REQUIREMENT 1:
In the outline-tracing entries further down, substitute "side mirror" for "car roof" and reproduce those entries otherwise unchanged. Leave the pictures out of your answer.

TEXT SHOWN:
————————

# SQL Exploration of CIA Factbook

The purpose of this project is to explore using **SQL** through accessing a real world database.

In [2]:
%%capture
%load_ext sql
%sql sqlite:///factbook.db

The previous cell loads up an instance of SQLite and connects it to the CIA Factbook database that we have.


This following cell will query *factbook.db* and return information about the contained tables.

In [5]:
%%sql
SELECT *
FROM sqlite_master
WHERE type='table';

 * sqlite:///factbook.db
Done.


type,name,tbl_name,rootpage,sql
table,sqlite_sequence,sqlite_sequence,3,"CREATE TABLE sqlite_sequence(name,seq)"
table,facts,facts,47,"CREATE TABLE ""facts"" (""id"" INTEGER PRIMARY KEY AUTOINCREMENT NOT NULL, ""code"" varchar(255) NOT NULL, ""name"" varchar(255) NOT NULL, ""area"" integer, ""area_land"" integer, ""area_water"" integer, ""population"" integer, ""population_growth"" float, ""birth_rate"" float, ""death_rate"" float, ""migration_rate"" float)"


This next query is to gather some information about the facts table. Just getting the first 5 rows will tell us which columns are available as well as give us an idea of the data involved.

In [4]:
%%sql
SELECT * FROM facts
LIMIT 5;

 * sqlite:///factbook.db
Done.


id,code,name,area,area_land,area_water,population,population_growth,birth_rate,death_rate,migration_rate
1,af,Afghanistan,652230,652230,0,32564342,2.32,38.57,13.89,1.51
2,al,Albania,28748,27398,1350,3029278,0.3,12.92,6.58,3.3
3,ag,Algeria,2381741,2381741,0,39542166,1.84,23.67,4.31,0.92
4,an,Andorra,468,468,0,85580,0.12,8.13,6.96,0.0
5,ao,Angola,1246700,1246700,0,19625353,2.78,38.78,11.49,0.46


In order to make any interesting insights, we will look at the minimum and maximum values for population and population growth.

In [6]:
%%sql
SELECT MIN(population), MAX(population), MIN(population_growth), MAX(population_growth)
FROM facts;

 * sqlite:///factbook.db
Done.


MIN(population),MAX(population),MIN(population_growth),MAX(population_growth)
0,7256490011,0.0,4.02


I notice that the minimums for population and population_growth are both 0. 

This leads me to believe that there is some missing information. The population cannot be 0 for any known country. It is more likely that the information was not available, and therefore assumed to be 0. The same is true for population_growth.

The population max is 7,2xx,xx,xxx or 7.2 billion. This does not seem to be any individual country. I will look into what rows give us these odd values.

In [8]:
%%sql
SELECT name AS country
FROM facts
WHERE population = (SELECT MIN(population)
                    FROM facts)
OR population = (SELECT MAX(population)
                 FROM facts);

 * sqlite:///factbook.db
Done.


country
Antarctica
World


This makes more sense, now that the table has been queried. Because the first 5 values were countries, I assumed that the value of *name* would always be country rather than a geographical feature.

————————

MATERIAL PROVIDED:

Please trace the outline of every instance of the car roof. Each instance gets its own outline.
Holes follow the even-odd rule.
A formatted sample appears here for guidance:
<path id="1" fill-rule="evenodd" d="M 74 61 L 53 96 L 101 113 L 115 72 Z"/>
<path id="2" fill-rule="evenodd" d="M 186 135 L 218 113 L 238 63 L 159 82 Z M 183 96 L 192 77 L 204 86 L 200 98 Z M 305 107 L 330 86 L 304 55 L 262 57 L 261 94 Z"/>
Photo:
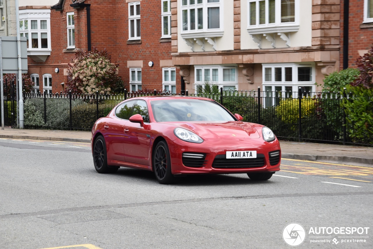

————————

REQUIREMENT 2:
Continue the CIA Factbook SQL walkthrough past its final sentence.

TASK ANSWER 1:
Please trace the outline of every instance of the side mirror. Each instance gets its own outline.
Holes follow the even-odd rule.
A formatted sample appears here for guidance:
<path id="1" fill-rule="evenodd" d="M 74 61 L 53 96 L 101 113 L 115 72 Z"/>
<path id="2" fill-rule="evenodd" d="M 186 135 L 218 113 L 238 63 L 159 82 Z M 183 96 L 192 77 L 204 86 L 200 98 Z M 305 107 L 330 86 L 304 55 L 262 57 L 261 94 Z"/>
Photo:

TASK ANSWER 2:
Antarctica is not a country, though it is a land mass with 0 population. And the World as a whole would contain a population in the realm of 7 billion when these data were gathered.

Excluding these two rows, I will gather Min/Max population and population_growth.

In [9]:
%%sql
SELECT MIN(population), MAX(population), MIN(population_growth), MAX(population_growth)
FROM facts
WHERE name != 'World' AND name != 'Antarctica';

 * sqlite:///factbook.db
Done.


MIN(population),MAX(population),MIN(population_growth),MAX(population_growth)
48,1367485388,0.0,4.02


This makes more sense, though it still seems odd to have a population of 48... More research into that can be done later.

In [11]:
%%sql
SELECT AVG(population), AVG(area)
FROM facts
WHERE name != 'World' AND name != 'Antarctica';

 * sqlite:///factbook.db
Done.


AVG(population),AVG(area)
32377011.0125,555093.546184739


Now we know that the average population of the named regions is around 32 Million. With an average area of 555,000 .. (not sure the measurement) Probably Square KM or Square Miles.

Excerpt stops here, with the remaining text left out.